**Directions**
Give every entry again, exactly as it stands.

⟨

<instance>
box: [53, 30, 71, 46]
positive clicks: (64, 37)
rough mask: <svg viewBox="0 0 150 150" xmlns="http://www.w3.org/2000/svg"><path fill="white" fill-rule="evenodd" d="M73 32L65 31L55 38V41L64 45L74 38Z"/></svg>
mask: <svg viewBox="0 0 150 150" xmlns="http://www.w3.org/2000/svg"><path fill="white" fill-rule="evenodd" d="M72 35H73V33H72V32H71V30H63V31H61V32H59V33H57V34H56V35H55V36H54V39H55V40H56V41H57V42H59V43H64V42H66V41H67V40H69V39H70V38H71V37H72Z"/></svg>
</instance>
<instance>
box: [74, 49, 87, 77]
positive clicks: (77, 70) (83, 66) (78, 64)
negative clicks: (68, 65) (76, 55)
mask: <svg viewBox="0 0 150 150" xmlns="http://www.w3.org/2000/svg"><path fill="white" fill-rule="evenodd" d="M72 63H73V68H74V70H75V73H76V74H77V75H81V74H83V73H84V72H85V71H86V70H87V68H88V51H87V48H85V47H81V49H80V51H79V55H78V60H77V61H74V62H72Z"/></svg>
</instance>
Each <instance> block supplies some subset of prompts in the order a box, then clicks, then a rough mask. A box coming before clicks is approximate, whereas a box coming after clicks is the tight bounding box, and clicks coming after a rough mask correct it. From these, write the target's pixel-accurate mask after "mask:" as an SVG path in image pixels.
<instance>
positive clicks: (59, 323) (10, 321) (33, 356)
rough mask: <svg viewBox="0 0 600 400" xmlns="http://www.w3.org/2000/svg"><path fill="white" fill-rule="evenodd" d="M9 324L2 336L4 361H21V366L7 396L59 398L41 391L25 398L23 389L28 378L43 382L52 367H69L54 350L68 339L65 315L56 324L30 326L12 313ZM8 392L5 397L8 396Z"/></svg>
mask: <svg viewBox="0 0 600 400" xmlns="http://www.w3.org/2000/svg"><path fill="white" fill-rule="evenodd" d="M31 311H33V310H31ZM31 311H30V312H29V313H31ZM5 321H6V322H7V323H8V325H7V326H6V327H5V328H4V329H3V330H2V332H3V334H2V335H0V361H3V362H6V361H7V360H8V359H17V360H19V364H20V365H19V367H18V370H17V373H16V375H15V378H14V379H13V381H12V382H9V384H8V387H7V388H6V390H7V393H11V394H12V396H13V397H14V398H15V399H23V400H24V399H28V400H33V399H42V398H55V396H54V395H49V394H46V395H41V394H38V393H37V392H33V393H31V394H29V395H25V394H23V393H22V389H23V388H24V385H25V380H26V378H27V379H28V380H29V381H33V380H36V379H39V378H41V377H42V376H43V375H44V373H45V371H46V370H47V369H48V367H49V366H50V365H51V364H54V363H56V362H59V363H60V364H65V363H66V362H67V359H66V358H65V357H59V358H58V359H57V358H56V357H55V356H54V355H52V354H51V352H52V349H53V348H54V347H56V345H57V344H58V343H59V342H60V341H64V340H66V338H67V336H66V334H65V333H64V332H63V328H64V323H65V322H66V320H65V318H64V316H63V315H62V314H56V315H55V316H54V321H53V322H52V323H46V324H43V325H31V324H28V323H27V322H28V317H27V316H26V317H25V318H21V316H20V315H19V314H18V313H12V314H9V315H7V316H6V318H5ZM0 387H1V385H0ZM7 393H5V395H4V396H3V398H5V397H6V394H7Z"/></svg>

⟩

**Output of the exercise**
<instance>
box: [53, 30, 71, 46]
positive clicks: (64, 37)
rough mask: <svg viewBox="0 0 150 150" xmlns="http://www.w3.org/2000/svg"><path fill="white" fill-rule="evenodd" d="M73 32L65 31L55 38V41L64 45L74 38Z"/></svg>
mask: <svg viewBox="0 0 150 150" xmlns="http://www.w3.org/2000/svg"><path fill="white" fill-rule="evenodd" d="M72 35H73V33H72V32H71V30H63V31H61V32H59V33H57V34H56V35H55V36H54V39H55V40H56V41H57V42H59V43H64V42H66V41H67V40H69V39H70V38H71V37H72Z"/></svg>
</instance>
<instance>
box: [74, 49, 87, 77]
positive clicks: (77, 70) (83, 66) (78, 64)
negative clicks: (68, 65) (76, 55)
mask: <svg viewBox="0 0 150 150" xmlns="http://www.w3.org/2000/svg"><path fill="white" fill-rule="evenodd" d="M72 63H73V68H74V70H75V73H76V74H77V75H81V74H83V73H84V72H85V71H86V70H87V68H88V51H87V48H85V47H81V49H80V51H79V55H78V60H77V61H74V62H72Z"/></svg>
</instance>
Each <instance> block supplies some subset of prompts in the order a box, then clicks, then a rough mask. A box coming before clicks is approximate, whereas a box coming after clicks is the tight bounding box, and clicks coming after a rough mask correct it. From these, write the target's pixel-accurate mask after "mask:" as an SVG path in image pixels.
<instance>
positive clicks: (59, 323) (10, 321) (33, 356)
rough mask: <svg viewBox="0 0 600 400" xmlns="http://www.w3.org/2000/svg"><path fill="white" fill-rule="evenodd" d="M9 324L2 336L4 361H21V366L7 396L59 398L41 391L25 398L23 389L28 378L43 382L52 367H69L54 350L68 339L65 315L56 324L30 326L12 313ZM8 392L5 397L8 396Z"/></svg>
mask: <svg viewBox="0 0 600 400" xmlns="http://www.w3.org/2000/svg"><path fill="white" fill-rule="evenodd" d="M31 311H33V310H31ZM31 311H30V312H29V313H31ZM5 321H6V322H7V323H8V325H7V326H6V327H5V328H4V329H3V330H2V332H3V334H2V335H0V361H3V362H6V361H7V360H8V359H17V360H19V364H20V365H19V367H18V370H17V373H16V375H15V378H14V379H13V381H12V382H9V384H8V387H7V388H6V390H7V393H11V394H12V396H13V397H14V398H15V399H23V400H24V399H28V400H33V399H42V398H55V396H54V395H49V394H46V395H41V394H38V393H37V392H33V393H31V394H29V395H25V394H23V393H22V389H23V388H24V385H25V380H26V378H27V379H28V380H29V381H33V380H36V379H39V378H41V377H42V376H43V375H44V373H45V371H46V370H47V369H48V367H49V366H50V365H51V364H54V363H56V362H59V363H60V364H65V363H66V362H67V359H66V358H65V357H59V358H58V359H57V358H56V357H55V356H54V355H52V354H51V352H52V349H53V348H54V347H56V345H57V344H58V343H59V342H60V341H64V340H66V338H67V336H66V334H65V333H64V332H63V328H64V323H65V322H66V320H65V318H64V316H63V315H62V314H56V315H55V316H54V321H53V322H52V323H46V324H43V325H31V324H28V323H27V322H28V317H27V316H26V317H25V318H21V316H20V315H19V314H18V313H12V314H9V315H7V316H6V318H5ZM0 387H1V385H0ZM7 393H5V395H4V396H3V398H5V397H6V394H7Z"/></svg>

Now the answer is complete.